## Material for this exercise

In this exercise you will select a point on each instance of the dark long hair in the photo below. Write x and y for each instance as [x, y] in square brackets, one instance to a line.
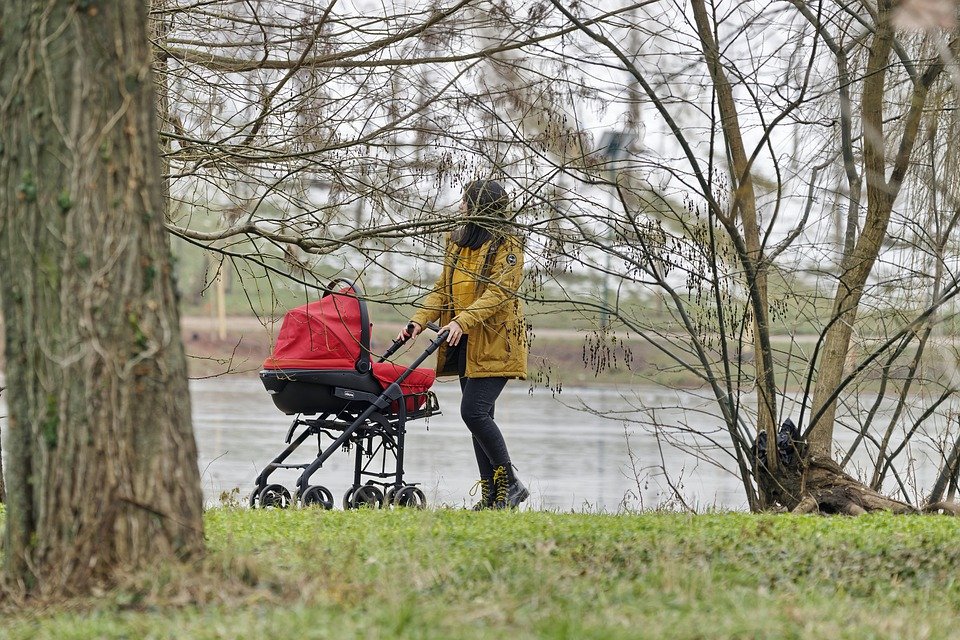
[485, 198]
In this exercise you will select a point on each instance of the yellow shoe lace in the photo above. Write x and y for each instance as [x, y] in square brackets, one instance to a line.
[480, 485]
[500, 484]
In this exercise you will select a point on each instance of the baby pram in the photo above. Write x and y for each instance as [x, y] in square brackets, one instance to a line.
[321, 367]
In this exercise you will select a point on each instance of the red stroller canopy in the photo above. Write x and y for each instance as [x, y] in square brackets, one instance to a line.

## Exercise objective
Render every line of the material above as a numbered list, omitting blank lines and leaving out the picture.

## Solved exercise
1. In this exercise you will select a point on each instance of the dark long hair in the photo below. Write x and y for each instance as [x, y] in square brackets, one instance to a line.
2. [485, 198]
3. In this exercise you will select a point on each instance of the yellow shoe lace in the photo above. Write x and y for each instance as [x, y] in square brackets, one instance to a line.
4. [480, 485]
5. [500, 484]
6. In this exercise you will select a point on each instance of the baby pram in the photo above. Write x and y for each instance as [x, y] in square brackets, one instance to a line.
7. [321, 367]
8. In this exercise you will select a point on each instance of the red stroller canopy in the photo above. Write x and y for each instance as [x, y] in square brackets, one instance to a line.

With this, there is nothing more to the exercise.